# TASK TO CARRY OUT
Reproduce the data below verbatim, from its first line through the line containing "[0,416,288,512]", both included.

****************

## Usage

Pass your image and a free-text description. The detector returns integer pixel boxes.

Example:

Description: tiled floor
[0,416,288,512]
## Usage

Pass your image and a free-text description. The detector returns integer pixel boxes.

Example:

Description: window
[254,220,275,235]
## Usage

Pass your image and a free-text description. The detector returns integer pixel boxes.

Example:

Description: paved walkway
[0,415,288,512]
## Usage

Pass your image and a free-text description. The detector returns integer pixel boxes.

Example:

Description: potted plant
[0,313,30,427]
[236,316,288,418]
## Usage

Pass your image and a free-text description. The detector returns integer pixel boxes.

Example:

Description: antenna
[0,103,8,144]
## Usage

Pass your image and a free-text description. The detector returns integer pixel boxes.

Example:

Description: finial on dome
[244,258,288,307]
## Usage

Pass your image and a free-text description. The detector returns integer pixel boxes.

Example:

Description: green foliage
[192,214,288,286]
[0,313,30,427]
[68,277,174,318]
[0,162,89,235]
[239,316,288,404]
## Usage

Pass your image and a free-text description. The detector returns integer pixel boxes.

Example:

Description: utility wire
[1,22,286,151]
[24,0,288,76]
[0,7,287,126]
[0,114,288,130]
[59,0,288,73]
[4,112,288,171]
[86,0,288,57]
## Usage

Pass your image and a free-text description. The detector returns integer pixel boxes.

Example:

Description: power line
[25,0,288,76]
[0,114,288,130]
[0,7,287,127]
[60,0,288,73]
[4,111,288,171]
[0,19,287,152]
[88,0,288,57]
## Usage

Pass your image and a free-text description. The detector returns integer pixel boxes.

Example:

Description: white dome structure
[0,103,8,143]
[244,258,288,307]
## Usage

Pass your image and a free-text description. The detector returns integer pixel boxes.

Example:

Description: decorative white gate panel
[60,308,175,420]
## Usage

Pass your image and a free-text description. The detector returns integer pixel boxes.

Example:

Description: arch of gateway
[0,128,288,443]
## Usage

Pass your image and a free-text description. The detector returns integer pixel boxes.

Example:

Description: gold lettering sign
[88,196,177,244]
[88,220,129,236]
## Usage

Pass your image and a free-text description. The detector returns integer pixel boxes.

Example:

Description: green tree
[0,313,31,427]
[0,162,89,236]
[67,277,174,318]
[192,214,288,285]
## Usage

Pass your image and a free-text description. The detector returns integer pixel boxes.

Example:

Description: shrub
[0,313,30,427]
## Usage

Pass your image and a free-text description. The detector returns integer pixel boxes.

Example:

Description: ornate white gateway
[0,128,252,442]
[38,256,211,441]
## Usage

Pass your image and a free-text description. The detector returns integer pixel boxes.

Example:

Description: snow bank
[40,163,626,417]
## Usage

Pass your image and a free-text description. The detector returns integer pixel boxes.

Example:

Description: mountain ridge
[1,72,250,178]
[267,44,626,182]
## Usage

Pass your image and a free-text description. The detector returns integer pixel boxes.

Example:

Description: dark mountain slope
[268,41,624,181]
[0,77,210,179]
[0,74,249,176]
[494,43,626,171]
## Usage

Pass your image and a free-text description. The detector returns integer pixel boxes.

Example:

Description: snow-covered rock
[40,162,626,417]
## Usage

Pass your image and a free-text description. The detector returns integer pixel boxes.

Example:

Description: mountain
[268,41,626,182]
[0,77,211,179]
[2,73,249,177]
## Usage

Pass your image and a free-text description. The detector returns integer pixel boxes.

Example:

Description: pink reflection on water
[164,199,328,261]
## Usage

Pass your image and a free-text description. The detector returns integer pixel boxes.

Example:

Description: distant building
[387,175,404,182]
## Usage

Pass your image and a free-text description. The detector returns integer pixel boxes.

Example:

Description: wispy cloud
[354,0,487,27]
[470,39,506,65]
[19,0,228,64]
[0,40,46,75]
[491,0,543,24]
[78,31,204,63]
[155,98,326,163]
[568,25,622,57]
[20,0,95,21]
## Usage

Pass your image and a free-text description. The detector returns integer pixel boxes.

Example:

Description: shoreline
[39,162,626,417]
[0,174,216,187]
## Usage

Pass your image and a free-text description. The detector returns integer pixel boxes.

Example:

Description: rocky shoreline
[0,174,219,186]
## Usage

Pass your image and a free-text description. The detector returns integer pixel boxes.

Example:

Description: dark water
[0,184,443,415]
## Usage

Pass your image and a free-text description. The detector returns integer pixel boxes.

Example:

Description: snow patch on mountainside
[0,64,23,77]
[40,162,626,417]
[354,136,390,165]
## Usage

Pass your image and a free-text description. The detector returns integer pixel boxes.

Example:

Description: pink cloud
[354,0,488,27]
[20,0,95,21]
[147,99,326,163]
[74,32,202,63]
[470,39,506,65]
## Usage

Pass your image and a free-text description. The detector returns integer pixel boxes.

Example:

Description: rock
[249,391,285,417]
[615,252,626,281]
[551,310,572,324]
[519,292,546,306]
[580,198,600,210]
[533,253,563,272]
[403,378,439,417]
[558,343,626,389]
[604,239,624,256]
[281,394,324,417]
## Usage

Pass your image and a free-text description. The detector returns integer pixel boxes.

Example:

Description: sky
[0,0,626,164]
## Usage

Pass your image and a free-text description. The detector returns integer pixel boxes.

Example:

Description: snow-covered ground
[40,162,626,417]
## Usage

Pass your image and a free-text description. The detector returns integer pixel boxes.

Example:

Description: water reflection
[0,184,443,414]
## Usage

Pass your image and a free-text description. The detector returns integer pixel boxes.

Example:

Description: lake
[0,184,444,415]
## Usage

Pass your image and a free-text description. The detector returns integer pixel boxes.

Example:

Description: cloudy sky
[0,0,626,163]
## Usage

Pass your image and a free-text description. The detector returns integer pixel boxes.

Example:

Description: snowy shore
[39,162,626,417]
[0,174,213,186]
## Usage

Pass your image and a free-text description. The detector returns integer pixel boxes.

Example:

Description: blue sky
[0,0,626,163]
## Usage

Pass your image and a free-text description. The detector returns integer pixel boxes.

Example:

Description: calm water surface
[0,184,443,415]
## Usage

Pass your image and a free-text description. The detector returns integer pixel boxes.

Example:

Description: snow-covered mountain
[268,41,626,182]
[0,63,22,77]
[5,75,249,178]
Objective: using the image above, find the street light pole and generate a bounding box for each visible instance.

****************

# EXERCISE RESPONSE
## Usage

Pass your image and a free-text description. The detector returns integer pixel boxes.

Example:

Description: tiled floor
[0,416,288,512]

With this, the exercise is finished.